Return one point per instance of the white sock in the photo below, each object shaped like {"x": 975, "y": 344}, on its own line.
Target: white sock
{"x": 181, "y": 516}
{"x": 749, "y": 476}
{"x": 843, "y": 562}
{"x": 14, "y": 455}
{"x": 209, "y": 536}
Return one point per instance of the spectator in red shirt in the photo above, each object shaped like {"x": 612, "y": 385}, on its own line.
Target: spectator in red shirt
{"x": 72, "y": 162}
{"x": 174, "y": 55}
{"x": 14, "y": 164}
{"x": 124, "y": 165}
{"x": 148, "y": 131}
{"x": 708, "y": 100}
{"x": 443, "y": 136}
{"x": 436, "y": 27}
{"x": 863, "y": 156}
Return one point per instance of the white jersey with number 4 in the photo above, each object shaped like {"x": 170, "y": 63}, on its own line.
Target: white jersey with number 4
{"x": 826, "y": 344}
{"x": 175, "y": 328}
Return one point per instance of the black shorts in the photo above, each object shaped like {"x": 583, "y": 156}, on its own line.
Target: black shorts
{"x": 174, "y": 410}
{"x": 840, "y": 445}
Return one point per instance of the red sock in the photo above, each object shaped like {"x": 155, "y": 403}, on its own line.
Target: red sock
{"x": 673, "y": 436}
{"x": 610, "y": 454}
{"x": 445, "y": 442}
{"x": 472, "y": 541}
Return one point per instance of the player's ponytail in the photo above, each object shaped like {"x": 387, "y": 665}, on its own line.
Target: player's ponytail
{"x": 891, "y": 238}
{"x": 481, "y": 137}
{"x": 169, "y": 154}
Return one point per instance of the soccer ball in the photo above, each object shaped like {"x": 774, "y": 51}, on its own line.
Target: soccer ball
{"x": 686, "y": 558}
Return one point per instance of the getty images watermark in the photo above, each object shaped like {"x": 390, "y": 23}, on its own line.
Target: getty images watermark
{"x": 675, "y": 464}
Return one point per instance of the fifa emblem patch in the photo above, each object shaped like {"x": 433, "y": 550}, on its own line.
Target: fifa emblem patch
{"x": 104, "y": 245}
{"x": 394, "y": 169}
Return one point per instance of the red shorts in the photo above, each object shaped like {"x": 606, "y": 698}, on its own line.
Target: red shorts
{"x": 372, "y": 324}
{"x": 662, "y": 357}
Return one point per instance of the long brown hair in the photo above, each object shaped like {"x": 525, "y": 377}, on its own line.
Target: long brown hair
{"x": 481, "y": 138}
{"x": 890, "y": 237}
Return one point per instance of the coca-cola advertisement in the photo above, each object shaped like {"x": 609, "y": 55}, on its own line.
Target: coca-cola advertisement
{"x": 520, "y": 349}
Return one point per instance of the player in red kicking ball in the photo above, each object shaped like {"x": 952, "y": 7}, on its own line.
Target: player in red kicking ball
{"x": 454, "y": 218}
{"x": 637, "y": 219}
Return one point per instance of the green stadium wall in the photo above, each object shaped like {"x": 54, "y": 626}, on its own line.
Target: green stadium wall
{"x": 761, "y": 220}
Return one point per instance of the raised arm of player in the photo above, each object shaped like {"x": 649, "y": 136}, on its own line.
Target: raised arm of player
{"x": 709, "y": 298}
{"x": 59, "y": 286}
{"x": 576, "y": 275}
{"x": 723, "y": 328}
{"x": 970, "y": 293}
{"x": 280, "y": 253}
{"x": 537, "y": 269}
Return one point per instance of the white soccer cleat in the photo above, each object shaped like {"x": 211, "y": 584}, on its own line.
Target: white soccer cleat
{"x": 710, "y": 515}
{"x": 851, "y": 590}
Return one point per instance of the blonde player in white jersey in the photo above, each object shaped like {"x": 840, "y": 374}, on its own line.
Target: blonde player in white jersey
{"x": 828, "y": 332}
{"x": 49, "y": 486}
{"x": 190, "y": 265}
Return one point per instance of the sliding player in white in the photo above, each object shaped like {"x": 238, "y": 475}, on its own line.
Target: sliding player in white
● ● ● ● ● ● ●
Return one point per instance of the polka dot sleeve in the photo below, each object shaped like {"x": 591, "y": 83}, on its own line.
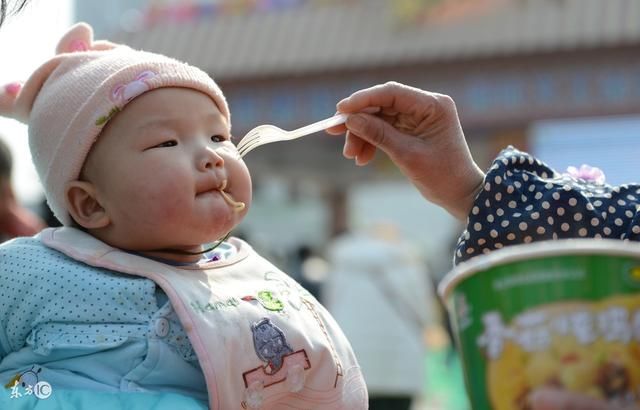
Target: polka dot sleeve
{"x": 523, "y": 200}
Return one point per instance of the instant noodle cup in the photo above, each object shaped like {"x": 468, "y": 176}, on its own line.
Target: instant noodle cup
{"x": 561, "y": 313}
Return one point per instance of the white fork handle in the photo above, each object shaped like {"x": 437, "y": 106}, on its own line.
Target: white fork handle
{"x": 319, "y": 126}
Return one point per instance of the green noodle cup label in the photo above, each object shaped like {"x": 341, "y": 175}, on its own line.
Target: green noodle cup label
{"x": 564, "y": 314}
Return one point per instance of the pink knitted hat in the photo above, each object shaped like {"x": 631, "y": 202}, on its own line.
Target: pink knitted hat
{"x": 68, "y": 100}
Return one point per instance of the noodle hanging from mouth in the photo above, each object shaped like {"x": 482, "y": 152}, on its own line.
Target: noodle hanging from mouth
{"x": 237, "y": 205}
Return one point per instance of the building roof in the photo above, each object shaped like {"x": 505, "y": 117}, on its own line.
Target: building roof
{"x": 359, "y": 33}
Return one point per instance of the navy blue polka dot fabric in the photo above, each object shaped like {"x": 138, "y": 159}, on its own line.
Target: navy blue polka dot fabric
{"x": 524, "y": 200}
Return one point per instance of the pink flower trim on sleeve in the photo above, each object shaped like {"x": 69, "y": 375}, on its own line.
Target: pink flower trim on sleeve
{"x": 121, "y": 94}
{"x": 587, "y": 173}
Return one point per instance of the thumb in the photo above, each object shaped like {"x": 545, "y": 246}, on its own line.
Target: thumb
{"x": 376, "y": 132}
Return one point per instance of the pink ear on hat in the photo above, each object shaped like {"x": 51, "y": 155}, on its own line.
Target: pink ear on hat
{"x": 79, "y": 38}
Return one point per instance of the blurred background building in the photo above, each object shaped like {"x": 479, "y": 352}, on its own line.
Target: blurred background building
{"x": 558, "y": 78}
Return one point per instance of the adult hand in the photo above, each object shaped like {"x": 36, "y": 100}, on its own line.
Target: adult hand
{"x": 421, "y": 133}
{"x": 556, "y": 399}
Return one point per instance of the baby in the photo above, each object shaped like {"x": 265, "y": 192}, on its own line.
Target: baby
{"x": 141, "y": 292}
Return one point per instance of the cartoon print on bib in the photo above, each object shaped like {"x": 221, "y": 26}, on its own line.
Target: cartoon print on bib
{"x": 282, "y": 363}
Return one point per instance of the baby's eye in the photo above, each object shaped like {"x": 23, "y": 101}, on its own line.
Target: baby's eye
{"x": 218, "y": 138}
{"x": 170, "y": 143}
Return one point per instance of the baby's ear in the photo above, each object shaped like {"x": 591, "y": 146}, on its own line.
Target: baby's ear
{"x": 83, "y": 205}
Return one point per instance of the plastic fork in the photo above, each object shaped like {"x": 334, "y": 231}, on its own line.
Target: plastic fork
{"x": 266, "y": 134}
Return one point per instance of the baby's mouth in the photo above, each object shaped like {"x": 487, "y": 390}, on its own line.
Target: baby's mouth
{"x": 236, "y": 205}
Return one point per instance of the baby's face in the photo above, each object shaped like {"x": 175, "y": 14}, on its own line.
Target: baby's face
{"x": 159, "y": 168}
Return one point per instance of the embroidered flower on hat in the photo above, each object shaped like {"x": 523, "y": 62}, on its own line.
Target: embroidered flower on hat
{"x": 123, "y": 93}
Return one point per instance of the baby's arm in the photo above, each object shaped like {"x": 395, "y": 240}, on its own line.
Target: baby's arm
● ● ● ● ● ● ●
### Work to be completed
All that is wanted is an exact copy of the lines above from the one with "Target: black shorts" through the one with "Return one point per instance of the player's", with both ends included.

### Result for this exercise
Target: black shorts
{"x": 174, "y": 410}
{"x": 840, "y": 445}
Return one point per instance of the red sock in the photo above, each object shaped like {"x": 155, "y": 403}, on its own line.
Target: red sock
{"x": 673, "y": 436}
{"x": 610, "y": 454}
{"x": 445, "y": 442}
{"x": 472, "y": 541}
Return one point per instance of the player's ponytail in the photo above, each object shaped like {"x": 387, "y": 665}, on its own line.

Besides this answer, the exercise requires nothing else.